- Assignment
From the line with "If you could mark the serrated" through the line with "If you could mark the fern-like", repeat the entries verbatim, both end lines included, and add nothing.

[Recorded data]

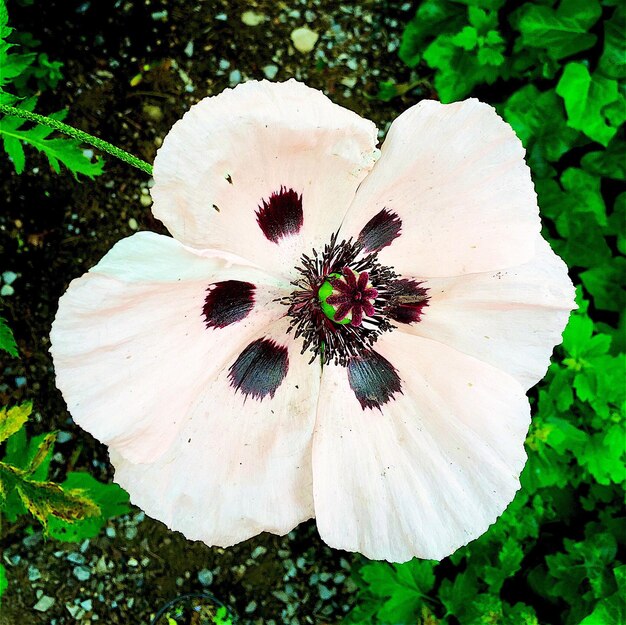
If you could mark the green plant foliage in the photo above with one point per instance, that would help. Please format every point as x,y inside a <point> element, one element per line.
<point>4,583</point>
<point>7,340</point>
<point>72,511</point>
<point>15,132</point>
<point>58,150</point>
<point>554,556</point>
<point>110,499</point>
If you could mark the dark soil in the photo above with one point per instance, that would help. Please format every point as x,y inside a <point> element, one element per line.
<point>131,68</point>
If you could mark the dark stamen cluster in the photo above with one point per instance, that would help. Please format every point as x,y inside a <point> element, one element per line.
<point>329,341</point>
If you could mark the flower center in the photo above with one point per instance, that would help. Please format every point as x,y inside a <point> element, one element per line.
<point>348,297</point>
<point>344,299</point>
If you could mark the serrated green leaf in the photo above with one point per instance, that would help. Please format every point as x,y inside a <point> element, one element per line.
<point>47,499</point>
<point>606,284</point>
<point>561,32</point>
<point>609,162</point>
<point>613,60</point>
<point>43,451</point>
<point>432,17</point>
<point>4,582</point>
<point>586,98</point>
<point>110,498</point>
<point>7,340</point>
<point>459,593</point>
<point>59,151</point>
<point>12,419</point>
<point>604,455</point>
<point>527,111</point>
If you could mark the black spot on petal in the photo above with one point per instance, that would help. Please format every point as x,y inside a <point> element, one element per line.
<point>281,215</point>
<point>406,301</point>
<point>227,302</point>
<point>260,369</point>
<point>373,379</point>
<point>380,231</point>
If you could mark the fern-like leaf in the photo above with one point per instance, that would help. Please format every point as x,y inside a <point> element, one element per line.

==

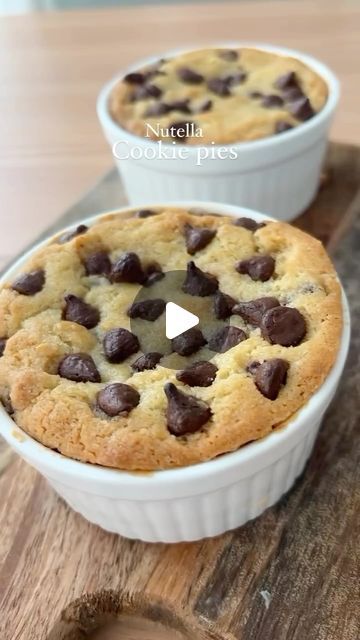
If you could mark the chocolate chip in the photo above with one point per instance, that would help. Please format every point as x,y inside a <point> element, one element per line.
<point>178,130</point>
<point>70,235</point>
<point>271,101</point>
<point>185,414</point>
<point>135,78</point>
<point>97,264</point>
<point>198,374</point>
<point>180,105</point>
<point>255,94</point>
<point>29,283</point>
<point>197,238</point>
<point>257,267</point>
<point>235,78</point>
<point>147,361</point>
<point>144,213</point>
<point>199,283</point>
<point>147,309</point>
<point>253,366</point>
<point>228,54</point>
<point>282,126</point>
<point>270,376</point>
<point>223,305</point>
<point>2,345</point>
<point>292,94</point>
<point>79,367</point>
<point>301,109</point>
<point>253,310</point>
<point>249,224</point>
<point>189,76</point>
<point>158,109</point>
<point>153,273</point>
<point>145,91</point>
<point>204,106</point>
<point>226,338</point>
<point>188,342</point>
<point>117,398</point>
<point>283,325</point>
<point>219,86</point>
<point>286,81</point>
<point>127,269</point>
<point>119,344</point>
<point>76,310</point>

- Solved problem
If you could mark the serrated green leaf in the photo above with one point per instance, that would help. Please format every point as x,y inside a <point> element, one element per line.
<point>47,499</point>
<point>606,284</point>
<point>561,32</point>
<point>609,162</point>
<point>613,60</point>
<point>43,451</point>
<point>432,17</point>
<point>4,582</point>
<point>586,98</point>
<point>110,498</point>
<point>7,340</point>
<point>459,593</point>
<point>59,151</point>
<point>12,419</point>
<point>604,455</point>
<point>527,111</point>
If you could mark the black spot on petal in the photo above with one point per instance, that would help. Please format every point as x,y inside a <point> element, one element per line.
<point>281,215</point>
<point>406,301</point>
<point>227,302</point>
<point>260,369</point>
<point>373,379</point>
<point>380,231</point>
If you could mark the fern-like leaf in the photo above with one point per instance, that would help. Please format every point as x,y inside a <point> element, one element per line.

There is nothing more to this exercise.